Copy each line of the records below word for word, without the pictures.
++++++++++
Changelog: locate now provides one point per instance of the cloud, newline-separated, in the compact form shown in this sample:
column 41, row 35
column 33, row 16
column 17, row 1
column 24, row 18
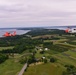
++++++++++
_Answer to the exercise_
Changelog: locate now provides one point per instance of the cloud, newline-separated, in the compact form shown in this sample:
column 41, row 35
column 33, row 16
column 17, row 1
column 24, row 18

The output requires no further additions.